- _Input records_
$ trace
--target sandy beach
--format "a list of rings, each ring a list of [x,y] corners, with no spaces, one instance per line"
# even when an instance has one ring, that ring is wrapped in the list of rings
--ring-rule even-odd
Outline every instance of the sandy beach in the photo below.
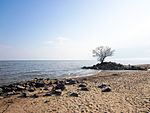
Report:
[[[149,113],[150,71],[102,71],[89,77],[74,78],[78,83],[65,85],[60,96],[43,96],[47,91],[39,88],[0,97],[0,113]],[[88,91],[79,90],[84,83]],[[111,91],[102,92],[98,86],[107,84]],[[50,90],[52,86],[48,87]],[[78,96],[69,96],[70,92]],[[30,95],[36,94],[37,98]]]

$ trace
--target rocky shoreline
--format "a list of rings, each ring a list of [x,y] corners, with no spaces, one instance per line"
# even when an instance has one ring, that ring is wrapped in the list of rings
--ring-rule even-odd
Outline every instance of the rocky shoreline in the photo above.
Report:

==

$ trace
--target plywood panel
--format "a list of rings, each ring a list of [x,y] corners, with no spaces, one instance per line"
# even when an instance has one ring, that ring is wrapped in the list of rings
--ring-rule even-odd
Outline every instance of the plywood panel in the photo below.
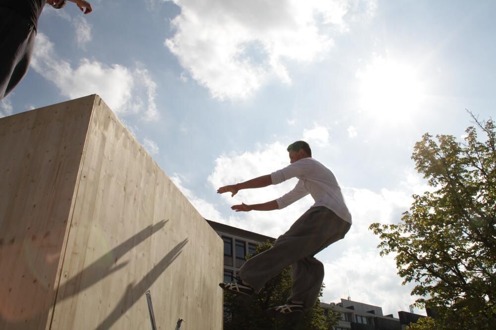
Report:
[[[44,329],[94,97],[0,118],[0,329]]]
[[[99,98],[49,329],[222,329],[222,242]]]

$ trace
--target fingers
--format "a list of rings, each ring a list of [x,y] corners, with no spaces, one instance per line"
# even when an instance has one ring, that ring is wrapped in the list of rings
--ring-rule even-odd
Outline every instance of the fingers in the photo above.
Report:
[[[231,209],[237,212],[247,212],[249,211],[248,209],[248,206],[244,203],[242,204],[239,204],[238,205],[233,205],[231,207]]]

* * *

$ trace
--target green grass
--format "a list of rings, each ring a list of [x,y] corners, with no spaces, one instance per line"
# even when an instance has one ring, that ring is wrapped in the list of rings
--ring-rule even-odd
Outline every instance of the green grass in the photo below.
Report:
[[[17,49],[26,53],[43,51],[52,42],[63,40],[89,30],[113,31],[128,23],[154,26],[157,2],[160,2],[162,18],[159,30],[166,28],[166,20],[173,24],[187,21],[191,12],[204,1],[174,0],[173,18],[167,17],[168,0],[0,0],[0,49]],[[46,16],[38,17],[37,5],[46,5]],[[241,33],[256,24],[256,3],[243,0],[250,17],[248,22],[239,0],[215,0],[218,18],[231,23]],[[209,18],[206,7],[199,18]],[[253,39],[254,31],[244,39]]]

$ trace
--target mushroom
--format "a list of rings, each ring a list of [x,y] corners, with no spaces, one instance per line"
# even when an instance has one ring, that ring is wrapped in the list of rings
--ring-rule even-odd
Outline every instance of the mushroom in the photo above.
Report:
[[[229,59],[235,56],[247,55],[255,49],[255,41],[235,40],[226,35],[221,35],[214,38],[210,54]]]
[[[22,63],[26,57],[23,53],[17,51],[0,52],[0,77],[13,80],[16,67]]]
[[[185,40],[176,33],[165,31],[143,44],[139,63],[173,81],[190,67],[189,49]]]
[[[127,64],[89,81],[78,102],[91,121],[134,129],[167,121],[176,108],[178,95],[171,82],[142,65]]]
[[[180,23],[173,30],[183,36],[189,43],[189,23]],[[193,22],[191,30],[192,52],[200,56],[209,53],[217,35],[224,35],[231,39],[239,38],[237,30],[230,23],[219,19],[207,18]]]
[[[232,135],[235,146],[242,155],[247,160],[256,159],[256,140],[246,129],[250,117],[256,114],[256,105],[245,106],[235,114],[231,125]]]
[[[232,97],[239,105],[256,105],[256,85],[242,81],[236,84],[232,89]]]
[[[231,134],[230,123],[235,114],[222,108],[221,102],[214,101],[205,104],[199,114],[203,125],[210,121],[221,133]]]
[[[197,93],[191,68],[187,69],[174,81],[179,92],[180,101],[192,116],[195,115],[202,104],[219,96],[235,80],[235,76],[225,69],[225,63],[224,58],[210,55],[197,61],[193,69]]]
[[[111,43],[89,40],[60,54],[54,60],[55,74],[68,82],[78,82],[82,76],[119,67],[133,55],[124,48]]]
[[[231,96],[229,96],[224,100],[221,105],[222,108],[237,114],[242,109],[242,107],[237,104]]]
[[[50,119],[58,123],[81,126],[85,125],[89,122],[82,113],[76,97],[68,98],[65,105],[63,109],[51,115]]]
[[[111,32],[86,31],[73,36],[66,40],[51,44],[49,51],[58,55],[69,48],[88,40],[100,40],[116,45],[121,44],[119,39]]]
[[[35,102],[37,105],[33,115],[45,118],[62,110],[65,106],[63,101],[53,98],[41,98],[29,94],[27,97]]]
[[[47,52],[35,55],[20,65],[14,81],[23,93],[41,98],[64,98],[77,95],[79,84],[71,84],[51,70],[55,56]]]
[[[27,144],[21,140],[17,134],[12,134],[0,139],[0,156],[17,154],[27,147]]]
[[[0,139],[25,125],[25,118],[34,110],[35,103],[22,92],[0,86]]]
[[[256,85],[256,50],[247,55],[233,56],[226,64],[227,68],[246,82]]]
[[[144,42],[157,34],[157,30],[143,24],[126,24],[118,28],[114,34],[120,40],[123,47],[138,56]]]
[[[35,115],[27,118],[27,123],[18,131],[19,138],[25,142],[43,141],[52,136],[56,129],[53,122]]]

- _Task brief_
Report how many lines in the entries above contain the string "panel", treating uppercase and lowercase as different. Give only the number.

- _Output for this task_
2